Supplied data
[START]
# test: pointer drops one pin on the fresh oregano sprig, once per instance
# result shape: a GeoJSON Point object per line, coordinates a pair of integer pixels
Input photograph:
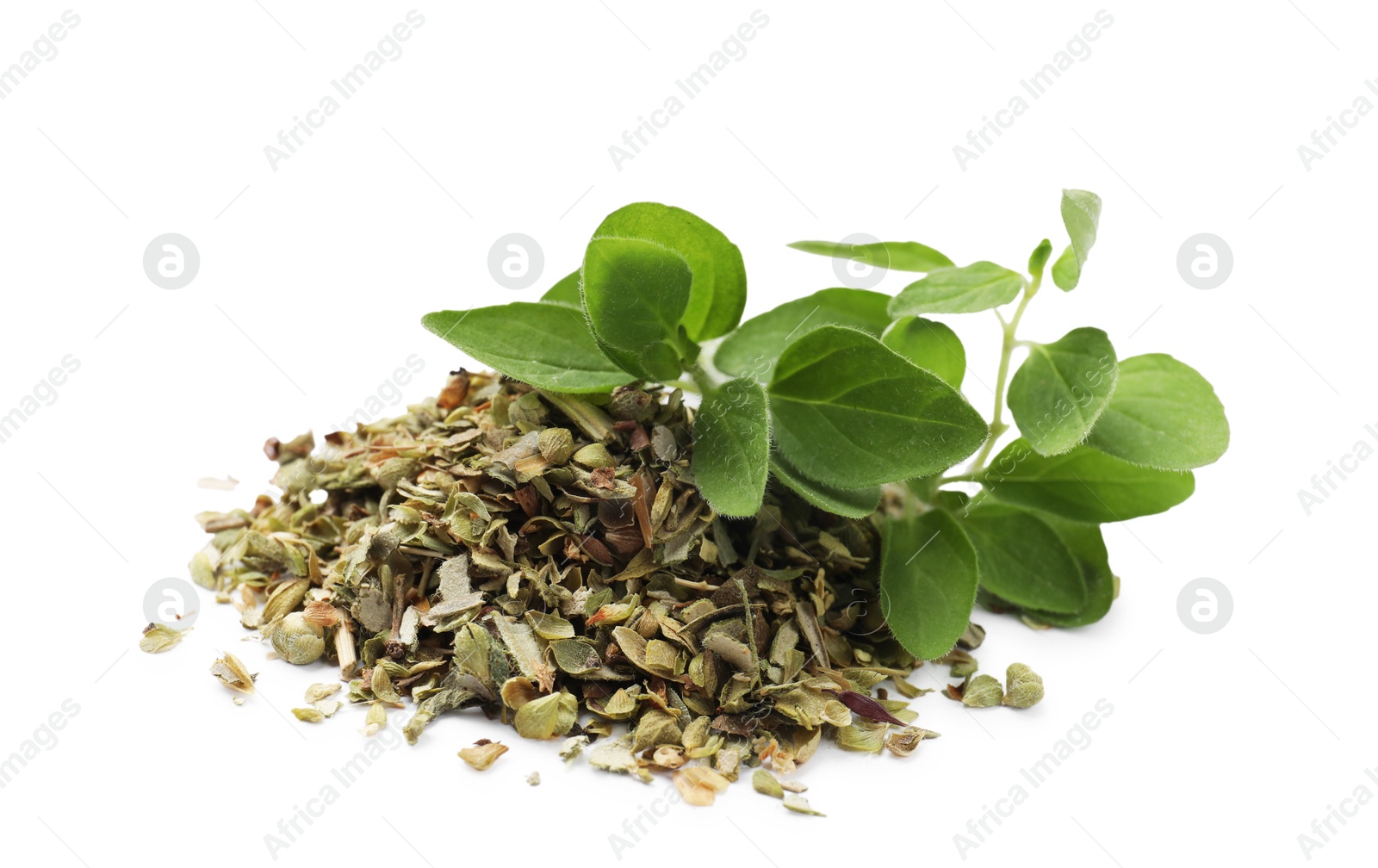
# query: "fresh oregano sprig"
{"type": "Point", "coordinates": [852, 400]}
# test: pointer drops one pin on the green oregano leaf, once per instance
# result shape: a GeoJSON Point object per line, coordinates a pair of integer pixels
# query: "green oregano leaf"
{"type": "Point", "coordinates": [718, 293]}
{"type": "Point", "coordinates": [636, 294]}
{"type": "Point", "coordinates": [1164, 413]}
{"type": "Point", "coordinates": [565, 291]}
{"type": "Point", "coordinates": [1083, 484]}
{"type": "Point", "coordinates": [1021, 558]}
{"type": "Point", "coordinates": [851, 412]}
{"type": "Point", "coordinates": [1088, 546]}
{"type": "Point", "coordinates": [980, 286]}
{"type": "Point", "coordinates": [1082, 217]}
{"type": "Point", "coordinates": [1040, 258]}
{"type": "Point", "coordinates": [1061, 389]}
{"type": "Point", "coordinates": [847, 502]}
{"type": "Point", "coordinates": [542, 344]}
{"type": "Point", "coordinates": [753, 349]}
{"type": "Point", "coordinates": [896, 255]}
{"type": "Point", "coordinates": [732, 447]}
{"type": "Point", "coordinates": [928, 344]}
{"type": "Point", "coordinates": [928, 582]}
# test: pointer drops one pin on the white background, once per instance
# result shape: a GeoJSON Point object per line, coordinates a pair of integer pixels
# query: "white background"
{"type": "Point", "coordinates": [840, 119]}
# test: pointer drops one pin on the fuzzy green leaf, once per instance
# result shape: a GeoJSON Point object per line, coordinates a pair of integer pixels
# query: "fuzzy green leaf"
{"type": "Point", "coordinates": [1083, 484]}
{"type": "Point", "coordinates": [928, 582]}
{"type": "Point", "coordinates": [1061, 389]}
{"type": "Point", "coordinates": [851, 412]}
{"type": "Point", "coordinates": [732, 447]}
{"type": "Point", "coordinates": [929, 344]}
{"type": "Point", "coordinates": [1040, 258]}
{"type": "Point", "coordinates": [1021, 558]}
{"type": "Point", "coordinates": [542, 344]}
{"type": "Point", "coordinates": [897, 255]}
{"type": "Point", "coordinates": [847, 502]}
{"type": "Point", "coordinates": [565, 291]}
{"type": "Point", "coordinates": [1082, 217]}
{"type": "Point", "coordinates": [980, 286]}
{"type": "Point", "coordinates": [636, 294]}
{"type": "Point", "coordinates": [718, 293]}
{"type": "Point", "coordinates": [1088, 546]}
{"type": "Point", "coordinates": [753, 349]}
{"type": "Point", "coordinates": [1164, 413]}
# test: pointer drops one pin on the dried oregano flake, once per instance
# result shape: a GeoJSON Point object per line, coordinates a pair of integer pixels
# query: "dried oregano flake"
[END]
What to do
Update all the records by replacing every "pointer" with "locator", and write out the lines again with everything else unchanged. Leave the pictures out.

Worked answer
# test: locator drops one pin on the fresh oregano sprig, once per instance
# result shape: a GeoJSON Point object per line, coordinates a pair of integer pixels
Input photograph:
# query: "fresh oregano sprig"
{"type": "Point", "coordinates": [852, 400]}
# test: locator drops one pin on the green oregano leaf, once per instance
# result shape: a GeoJSON Point object per line, coordinates a pair of integer pixels
# query: "green oregano leaf"
{"type": "Point", "coordinates": [718, 293]}
{"type": "Point", "coordinates": [636, 294]}
{"type": "Point", "coordinates": [1164, 413]}
{"type": "Point", "coordinates": [565, 291]}
{"type": "Point", "coordinates": [1083, 484]}
{"type": "Point", "coordinates": [1021, 558]}
{"type": "Point", "coordinates": [851, 412]}
{"type": "Point", "coordinates": [1088, 546]}
{"type": "Point", "coordinates": [980, 286]}
{"type": "Point", "coordinates": [1082, 217]}
{"type": "Point", "coordinates": [1040, 258]}
{"type": "Point", "coordinates": [1061, 389]}
{"type": "Point", "coordinates": [847, 502]}
{"type": "Point", "coordinates": [542, 344]}
{"type": "Point", "coordinates": [753, 349]}
{"type": "Point", "coordinates": [896, 255]}
{"type": "Point", "coordinates": [732, 447]}
{"type": "Point", "coordinates": [928, 344]}
{"type": "Point", "coordinates": [928, 582]}
# test: locator drops one pin on the white background, once per instance
# result shape: a GeoJSON Point object per line, coordinates a pair of integer pixels
# query: "white background"
{"type": "Point", "coordinates": [840, 119]}
# test: locator drops one pin on the fuzzy green leaf, once per instance
# result shape: a GeoJSON Point object per line, coordinates a pair of integer pixels
# query: "fuzzy green leaf"
{"type": "Point", "coordinates": [1083, 484]}
{"type": "Point", "coordinates": [928, 582]}
{"type": "Point", "coordinates": [1061, 389]}
{"type": "Point", "coordinates": [851, 412]}
{"type": "Point", "coordinates": [732, 447]}
{"type": "Point", "coordinates": [929, 344]}
{"type": "Point", "coordinates": [1040, 258]}
{"type": "Point", "coordinates": [1021, 558]}
{"type": "Point", "coordinates": [542, 344]}
{"type": "Point", "coordinates": [897, 255]}
{"type": "Point", "coordinates": [847, 502]}
{"type": "Point", "coordinates": [565, 291]}
{"type": "Point", "coordinates": [1082, 217]}
{"type": "Point", "coordinates": [980, 286]}
{"type": "Point", "coordinates": [636, 294]}
{"type": "Point", "coordinates": [718, 293]}
{"type": "Point", "coordinates": [1088, 546]}
{"type": "Point", "coordinates": [753, 349]}
{"type": "Point", "coordinates": [1164, 413]}
# test: locator drops one pin on the dried oregano flake, once per instance
# result shape: a GeoJSON Point object per line, coordinates a pair of integer pixels
# query: "dried oregano flake"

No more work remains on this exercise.